Consignes
Quelles lignes des données contiennent le mot « iron » ? Repérez-les et recopiez chacune en tenant compte de la casse.

(Données d'une collection)
* * * * * * *
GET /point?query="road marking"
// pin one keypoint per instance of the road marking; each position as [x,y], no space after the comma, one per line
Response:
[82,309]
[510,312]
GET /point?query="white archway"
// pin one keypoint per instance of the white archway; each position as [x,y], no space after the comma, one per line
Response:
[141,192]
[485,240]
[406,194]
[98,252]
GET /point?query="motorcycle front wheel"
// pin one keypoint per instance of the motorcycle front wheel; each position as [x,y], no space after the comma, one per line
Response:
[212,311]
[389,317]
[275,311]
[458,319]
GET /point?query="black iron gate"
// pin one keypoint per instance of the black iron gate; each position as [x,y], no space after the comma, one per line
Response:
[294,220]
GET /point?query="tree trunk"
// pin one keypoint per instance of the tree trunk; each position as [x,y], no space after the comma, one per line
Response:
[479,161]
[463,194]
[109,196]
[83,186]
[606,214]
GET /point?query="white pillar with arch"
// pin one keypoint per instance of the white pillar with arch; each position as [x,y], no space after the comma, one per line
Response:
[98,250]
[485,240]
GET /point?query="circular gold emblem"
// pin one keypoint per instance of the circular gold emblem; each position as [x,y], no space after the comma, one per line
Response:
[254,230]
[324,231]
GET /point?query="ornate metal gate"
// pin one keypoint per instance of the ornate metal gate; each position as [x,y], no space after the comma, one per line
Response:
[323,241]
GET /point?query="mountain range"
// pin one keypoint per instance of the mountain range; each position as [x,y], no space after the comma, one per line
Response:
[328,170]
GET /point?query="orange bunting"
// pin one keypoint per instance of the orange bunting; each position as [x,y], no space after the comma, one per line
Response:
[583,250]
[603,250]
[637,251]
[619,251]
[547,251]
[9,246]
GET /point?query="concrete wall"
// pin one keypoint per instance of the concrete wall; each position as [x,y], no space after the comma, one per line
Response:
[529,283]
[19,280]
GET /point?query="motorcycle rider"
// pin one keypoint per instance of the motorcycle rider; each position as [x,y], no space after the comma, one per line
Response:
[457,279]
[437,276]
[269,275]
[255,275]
* * * * * * *
Réponse attendue
GET /point?query="black iron gate"
// pin one keypoint per instance of the black iron gate; each position as [x,y], no space after the comma, one per line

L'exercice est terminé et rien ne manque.